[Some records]
----------

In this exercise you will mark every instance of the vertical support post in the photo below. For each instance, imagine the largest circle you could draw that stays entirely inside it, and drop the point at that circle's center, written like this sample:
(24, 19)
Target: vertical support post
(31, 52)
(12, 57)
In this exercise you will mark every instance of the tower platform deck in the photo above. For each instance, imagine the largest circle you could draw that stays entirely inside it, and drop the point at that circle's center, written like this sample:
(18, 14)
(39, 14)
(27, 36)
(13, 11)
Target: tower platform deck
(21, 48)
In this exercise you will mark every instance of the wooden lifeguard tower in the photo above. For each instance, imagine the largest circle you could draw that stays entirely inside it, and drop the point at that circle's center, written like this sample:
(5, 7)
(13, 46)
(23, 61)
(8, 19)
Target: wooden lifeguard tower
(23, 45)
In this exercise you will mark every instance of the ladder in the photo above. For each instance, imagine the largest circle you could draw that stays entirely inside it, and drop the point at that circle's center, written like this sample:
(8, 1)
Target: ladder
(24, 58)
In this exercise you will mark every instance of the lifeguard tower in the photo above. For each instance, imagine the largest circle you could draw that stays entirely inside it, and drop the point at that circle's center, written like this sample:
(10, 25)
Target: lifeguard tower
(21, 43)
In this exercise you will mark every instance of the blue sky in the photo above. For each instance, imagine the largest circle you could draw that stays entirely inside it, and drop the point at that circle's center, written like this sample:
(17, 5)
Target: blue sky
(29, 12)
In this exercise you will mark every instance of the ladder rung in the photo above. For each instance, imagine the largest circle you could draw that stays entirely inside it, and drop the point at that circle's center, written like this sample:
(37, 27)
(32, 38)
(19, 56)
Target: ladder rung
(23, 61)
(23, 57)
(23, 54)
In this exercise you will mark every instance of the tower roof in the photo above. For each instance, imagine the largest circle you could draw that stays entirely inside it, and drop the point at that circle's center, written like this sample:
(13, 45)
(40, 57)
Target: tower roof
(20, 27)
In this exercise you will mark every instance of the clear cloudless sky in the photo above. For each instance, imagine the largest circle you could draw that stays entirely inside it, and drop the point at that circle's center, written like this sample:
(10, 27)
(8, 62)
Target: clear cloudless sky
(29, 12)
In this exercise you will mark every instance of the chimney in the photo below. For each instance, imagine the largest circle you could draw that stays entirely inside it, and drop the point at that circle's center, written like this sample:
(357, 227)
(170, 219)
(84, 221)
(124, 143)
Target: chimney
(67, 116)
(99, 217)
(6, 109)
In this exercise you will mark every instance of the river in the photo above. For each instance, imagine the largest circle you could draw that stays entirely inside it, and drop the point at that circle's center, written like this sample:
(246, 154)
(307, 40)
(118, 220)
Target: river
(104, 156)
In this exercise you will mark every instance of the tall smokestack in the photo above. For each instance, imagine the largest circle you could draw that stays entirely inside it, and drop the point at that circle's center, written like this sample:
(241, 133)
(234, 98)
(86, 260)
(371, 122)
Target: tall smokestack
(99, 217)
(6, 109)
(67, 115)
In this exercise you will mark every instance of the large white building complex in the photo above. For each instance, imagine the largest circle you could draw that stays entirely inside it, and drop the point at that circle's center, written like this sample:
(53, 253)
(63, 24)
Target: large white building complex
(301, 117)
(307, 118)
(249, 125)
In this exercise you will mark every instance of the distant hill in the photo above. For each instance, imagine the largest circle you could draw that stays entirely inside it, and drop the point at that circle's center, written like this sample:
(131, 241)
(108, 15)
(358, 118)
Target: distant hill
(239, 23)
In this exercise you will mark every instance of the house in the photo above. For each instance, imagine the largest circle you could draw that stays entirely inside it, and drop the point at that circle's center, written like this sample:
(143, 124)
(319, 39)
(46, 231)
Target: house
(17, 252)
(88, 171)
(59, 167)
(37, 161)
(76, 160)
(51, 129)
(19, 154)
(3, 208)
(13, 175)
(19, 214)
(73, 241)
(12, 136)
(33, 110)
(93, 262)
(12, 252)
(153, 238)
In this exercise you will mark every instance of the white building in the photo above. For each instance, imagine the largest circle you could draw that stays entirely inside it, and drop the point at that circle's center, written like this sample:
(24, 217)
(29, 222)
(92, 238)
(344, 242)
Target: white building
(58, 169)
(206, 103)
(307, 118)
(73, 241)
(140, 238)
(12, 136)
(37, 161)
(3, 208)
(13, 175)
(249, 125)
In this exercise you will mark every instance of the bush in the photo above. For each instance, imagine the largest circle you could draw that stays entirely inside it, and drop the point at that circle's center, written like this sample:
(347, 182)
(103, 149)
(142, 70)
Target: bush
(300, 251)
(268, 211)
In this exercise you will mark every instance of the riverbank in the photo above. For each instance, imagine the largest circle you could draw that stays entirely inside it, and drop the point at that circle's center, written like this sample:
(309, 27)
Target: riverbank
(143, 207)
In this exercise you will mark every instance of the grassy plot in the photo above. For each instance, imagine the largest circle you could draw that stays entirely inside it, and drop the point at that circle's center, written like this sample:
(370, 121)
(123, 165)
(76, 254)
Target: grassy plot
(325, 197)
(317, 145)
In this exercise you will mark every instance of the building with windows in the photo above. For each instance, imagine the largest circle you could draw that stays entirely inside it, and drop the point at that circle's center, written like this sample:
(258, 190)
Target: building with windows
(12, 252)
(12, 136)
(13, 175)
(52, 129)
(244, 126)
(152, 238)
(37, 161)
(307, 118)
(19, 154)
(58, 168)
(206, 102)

----------

Reproduce exactly the line that holds "In this exercise you will mark every instance of the grassy", then every line after it, ending with the final line of the records above.

**Result of this exercise**
In this exercise you will mark every instance of the grassy plot in the photo above. For each instance, imagine the largest circle you could draw that stays entirely inside it, and drop the point at that circle's center, written like this sample:
(370, 121)
(123, 165)
(76, 254)
Target: grassy plot
(325, 197)
(317, 145)
In this exercise you will mark every instance of the building with windows in the photo above. For each instance, imagine the largest circle you could draw that stays entirely inside it, and drop the point at that circle's center, written like this sample:
(258, 190)
Target: building with windows
(12, 252)
(12, 136)
(13, 175)
(52, 129)
(244, 126)
(152, 238)
(37, 161)
(307, 118)
(19, 154)
(58, 168)
(206, 102)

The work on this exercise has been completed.